Hipposaurus is known from South Africa in the late Permian, about 260 million years ago. It used to be considered a member of the Gorgonopsia (a more advanced therapsid group I'll also feature soon) but is now considered to be more basal. It had a skull of about 21 cm, and a total length of about 1.2 m.

Biarmosuchus was similar to Hipposaurus, but was found in Russia, and lived about 270 million years ago. It reached about 1.5 m in length. It, or something very similar to it, was a likely ancestral form for all the more advanced therapsids that followed.

Eotitanosuchus was also found in Russia. It was a large form reaching 2.5 m (or likely more) in length.

Ivantosaurus was also a Russian species, also of about 270-265 million years ago. Based on the skull fragment found it might have been one of the largest therapsids ever, with a skull of about a metre in length, and an overall length of about 6 m. Some people think that Ivantosaurus, Eotitanosuchus and Biarmosuchus represent growth stages of a single species, from juvenile to adult.

__Requirement 1__
Answer these about the passage on early therapsids:
(a) Where is Hipposaurus known from, and about how many million years ago did it live?
(b) About how long did Eotitanosuchus grow?
(c) How long was the skull of Ivantosaurus estimated to be?
__Requirement 2__
Extend the passage on early therapsids past its last sentence.

__Supplied entries__

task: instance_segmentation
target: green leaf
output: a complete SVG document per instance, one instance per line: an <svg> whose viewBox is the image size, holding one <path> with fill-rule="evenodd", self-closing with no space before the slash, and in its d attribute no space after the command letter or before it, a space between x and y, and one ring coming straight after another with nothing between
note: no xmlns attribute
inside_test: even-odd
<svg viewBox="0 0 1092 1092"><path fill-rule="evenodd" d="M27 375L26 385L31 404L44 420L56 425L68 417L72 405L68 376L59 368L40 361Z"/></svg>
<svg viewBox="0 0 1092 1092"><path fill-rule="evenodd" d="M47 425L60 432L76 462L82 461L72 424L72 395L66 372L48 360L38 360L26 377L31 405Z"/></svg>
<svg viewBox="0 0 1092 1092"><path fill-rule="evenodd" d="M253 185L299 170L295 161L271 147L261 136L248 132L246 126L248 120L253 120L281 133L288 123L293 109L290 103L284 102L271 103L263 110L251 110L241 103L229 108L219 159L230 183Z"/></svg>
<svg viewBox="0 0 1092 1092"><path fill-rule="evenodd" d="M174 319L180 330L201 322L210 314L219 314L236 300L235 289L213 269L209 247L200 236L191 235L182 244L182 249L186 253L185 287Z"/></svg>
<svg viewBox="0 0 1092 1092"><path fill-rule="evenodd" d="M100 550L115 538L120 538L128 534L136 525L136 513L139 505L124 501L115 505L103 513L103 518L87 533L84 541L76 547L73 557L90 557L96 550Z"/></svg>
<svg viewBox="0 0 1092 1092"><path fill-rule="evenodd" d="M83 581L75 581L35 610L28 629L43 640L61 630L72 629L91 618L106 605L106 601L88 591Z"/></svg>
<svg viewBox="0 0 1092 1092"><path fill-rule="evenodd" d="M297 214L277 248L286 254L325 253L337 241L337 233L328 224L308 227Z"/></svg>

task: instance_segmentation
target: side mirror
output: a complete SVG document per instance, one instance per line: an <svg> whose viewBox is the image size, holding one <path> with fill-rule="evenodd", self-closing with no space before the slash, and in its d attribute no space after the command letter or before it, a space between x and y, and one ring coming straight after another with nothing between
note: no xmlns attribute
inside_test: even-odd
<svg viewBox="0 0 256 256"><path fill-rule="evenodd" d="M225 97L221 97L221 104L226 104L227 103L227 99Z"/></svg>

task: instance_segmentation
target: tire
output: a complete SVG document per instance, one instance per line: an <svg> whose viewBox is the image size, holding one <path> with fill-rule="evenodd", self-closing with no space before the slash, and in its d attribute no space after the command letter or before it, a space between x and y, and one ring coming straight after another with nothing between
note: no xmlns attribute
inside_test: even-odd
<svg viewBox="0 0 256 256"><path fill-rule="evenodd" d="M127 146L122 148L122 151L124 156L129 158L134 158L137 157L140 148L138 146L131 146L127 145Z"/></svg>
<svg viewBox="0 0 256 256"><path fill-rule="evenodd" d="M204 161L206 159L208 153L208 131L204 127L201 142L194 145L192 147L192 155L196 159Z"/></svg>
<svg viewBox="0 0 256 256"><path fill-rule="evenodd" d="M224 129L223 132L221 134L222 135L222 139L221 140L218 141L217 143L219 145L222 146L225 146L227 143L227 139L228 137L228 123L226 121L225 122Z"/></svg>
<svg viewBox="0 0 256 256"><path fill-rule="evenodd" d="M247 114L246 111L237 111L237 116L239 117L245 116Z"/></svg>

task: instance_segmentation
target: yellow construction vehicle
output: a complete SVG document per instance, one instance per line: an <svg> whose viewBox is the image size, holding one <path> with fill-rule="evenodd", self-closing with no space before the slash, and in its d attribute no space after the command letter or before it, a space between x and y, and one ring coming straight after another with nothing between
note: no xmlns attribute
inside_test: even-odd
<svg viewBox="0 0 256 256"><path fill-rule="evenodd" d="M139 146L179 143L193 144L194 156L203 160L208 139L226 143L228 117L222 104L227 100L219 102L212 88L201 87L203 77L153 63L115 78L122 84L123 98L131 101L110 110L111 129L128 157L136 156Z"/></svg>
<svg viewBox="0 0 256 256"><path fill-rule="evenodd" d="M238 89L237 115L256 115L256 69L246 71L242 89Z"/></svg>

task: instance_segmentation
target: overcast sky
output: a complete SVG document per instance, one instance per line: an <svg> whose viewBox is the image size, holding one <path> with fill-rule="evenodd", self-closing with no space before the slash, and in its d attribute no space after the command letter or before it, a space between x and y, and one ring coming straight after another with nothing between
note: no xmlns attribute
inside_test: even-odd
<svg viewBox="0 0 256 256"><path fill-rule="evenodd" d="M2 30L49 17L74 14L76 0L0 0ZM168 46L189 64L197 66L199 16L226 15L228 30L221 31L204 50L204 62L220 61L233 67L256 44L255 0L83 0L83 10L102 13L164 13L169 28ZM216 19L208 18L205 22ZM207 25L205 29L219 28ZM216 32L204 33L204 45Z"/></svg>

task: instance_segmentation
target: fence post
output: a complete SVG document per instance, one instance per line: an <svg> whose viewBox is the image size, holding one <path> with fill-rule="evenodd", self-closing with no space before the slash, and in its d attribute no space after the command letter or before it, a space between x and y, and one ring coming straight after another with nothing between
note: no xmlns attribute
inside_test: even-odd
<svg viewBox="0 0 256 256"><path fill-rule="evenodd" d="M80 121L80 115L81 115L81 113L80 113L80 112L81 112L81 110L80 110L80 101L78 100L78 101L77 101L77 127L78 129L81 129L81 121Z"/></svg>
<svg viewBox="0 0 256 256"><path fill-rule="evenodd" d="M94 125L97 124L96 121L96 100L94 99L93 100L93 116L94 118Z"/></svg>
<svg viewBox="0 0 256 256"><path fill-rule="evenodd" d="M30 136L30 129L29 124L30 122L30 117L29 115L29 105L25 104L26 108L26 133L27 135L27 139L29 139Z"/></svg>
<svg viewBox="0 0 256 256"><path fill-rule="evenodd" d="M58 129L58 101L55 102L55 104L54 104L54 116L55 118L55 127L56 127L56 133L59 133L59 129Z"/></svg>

__Response box 1__
(a) South Africa, about 260 million years ago.
(b) About 2.5 m, or likely more.
(c) About a metre.

__Response box 2__
Nikkasaurus was a form from the Middle Permian that was very basal, with just a few differences from the pelycosaurs. Unlike the other species shown here it didn't have prominent canine teeth, all its teeth being similar in size and shape. It was probably insectivorous. It had huge eyes and might have been nocturnal. Or it might have been the juvenile form of a species that did grow larger. With a skull only 4.5 cm long, it was about the size of a rat.

Ictidorhinus was another very early therapsid from South Africa, about 260 million years ago. Another small species, it had a skull 5 cm in length. Once again it might have been a juvenile.

These things are not at all well known, but still, they do give us some indications of how mammalian features started to arise.

I will soon also cover the pelycosaurs, the very earliest of the synapsids, from which all these other therapsids and things evolved.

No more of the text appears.